__Tarefas a realizar__:
1) Responda às perguntas seguintes com base no texto de origem:
(a) Em que data saiu o n.º 1871 da Vida Mundial?
(b) Segundo a citação de Mao Tsé Tung, o que é necessário para passar da ignorância ao conhecimento?
(c) A que autor se atribui a citação sobre as frentes de libertação nacional?
2) Transcreva literalmente o trecho do texto de origem que começa nas palavras "Mao Tsé Tung" e termina após as palavras "in Herbert Marcuse).".
3) Indique se cada afirmação concorda com o texto de origem. Responda sim ou não e cite as palavras decisivas do texto:
(a) A primeira citação afirma que os intelectuais são sempre ignorantes.
(b) A segunda citação situa a luta revolucionária das frentes de libertação nacional apenas nos países subdesenvolvidos.
(c) A citação de Mao Tsé Tung provém de uma conversa com os redactores de um jornal.

__Texto de origem__:
■ ■ ■
Vida Mundial, n.º 1871
24 de Junho de 1975
"Vós sois todos intelectuais, camaradas!... Os intelectuais são com frequência ignorantes... Para passar da ignorância ao conhecimento é necessário agir e ver; é o que se chama aprender...”
Mao Tsé Tung em "Uma Conversa com os Redactores do Jornal do Chansi-Soueiyuen"
"Só as frentes de libertação nacional se encontram hoje em plena luta revolucionária, e isso apenas nos chamados países subdesenvolvidos... "
(Algures... in Herbert Marcuse).
■ ■ ■
__Dados fornecidos__:

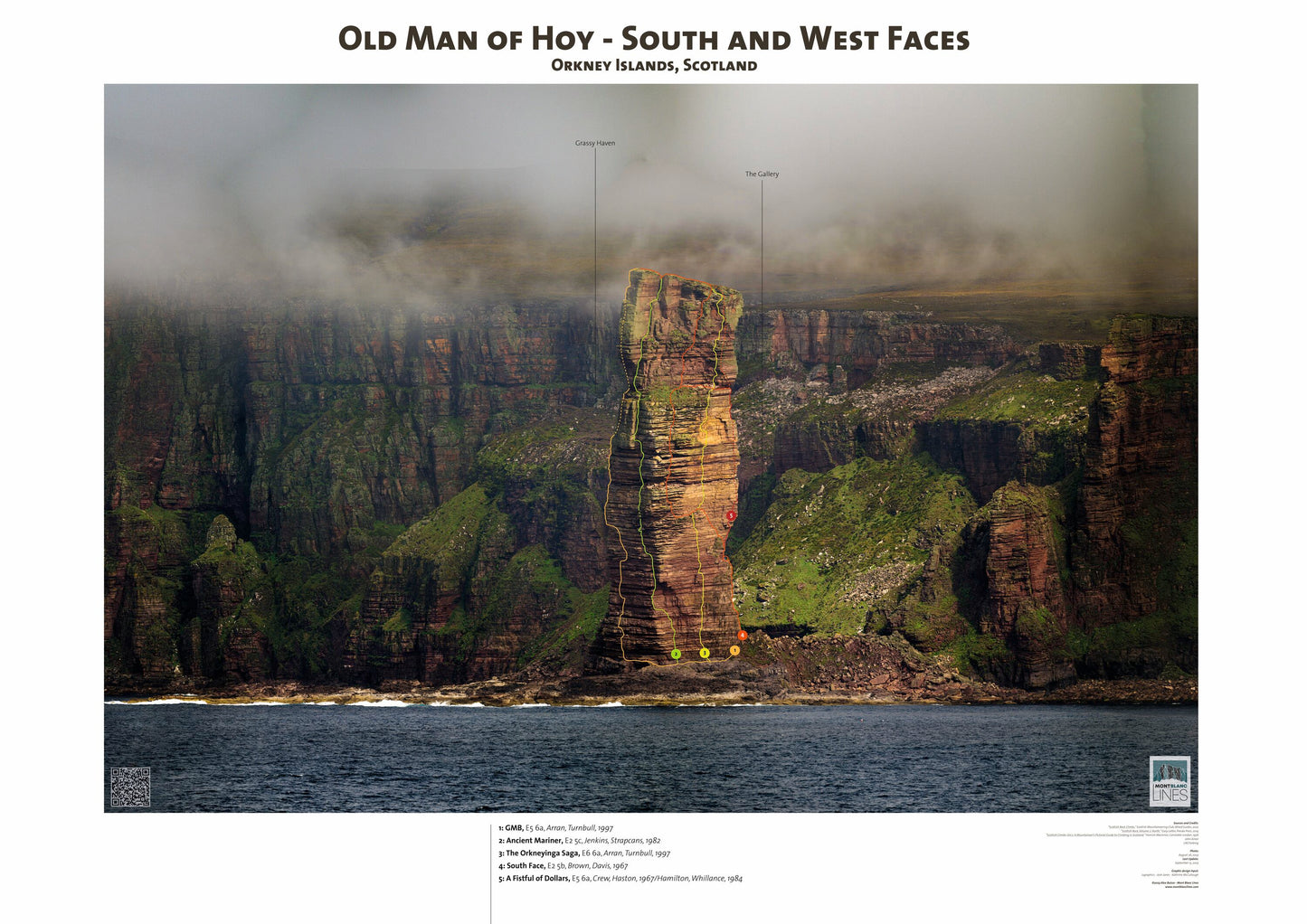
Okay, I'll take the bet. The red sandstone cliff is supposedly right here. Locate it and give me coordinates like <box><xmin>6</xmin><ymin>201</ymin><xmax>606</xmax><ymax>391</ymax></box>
<box><xmin>599</xmin><ymin>269</ymin><xmax>743</xmax><ymax>664</ymax></box>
■ ■ ■
__Respostas esperadas__:
1)
(a) 24 de Junho de 1975.
(b) Agir e ver.
(c) Herbert Marcuse.

2)
Mao Tsé Tung em "Uma Conversa com os Redactores do Jornal do Chansi-Soueiyuen"
"Só as frentes de libertação nacional se encontram hoje em plena luta revolucionária, e isso apenas nos chamados países subdesenvolvidos... "
(Algures... in Herbert Marcuse).

3)
(a) Não: "Os intelectuais são com frequência ignorantes".
(b) Sim: "e isso apenas nos chamados países subdesenvolvidos".
(c) Sim: "Uma Conversa com os Redactores do Jornal do Chansi-Soueiyuen".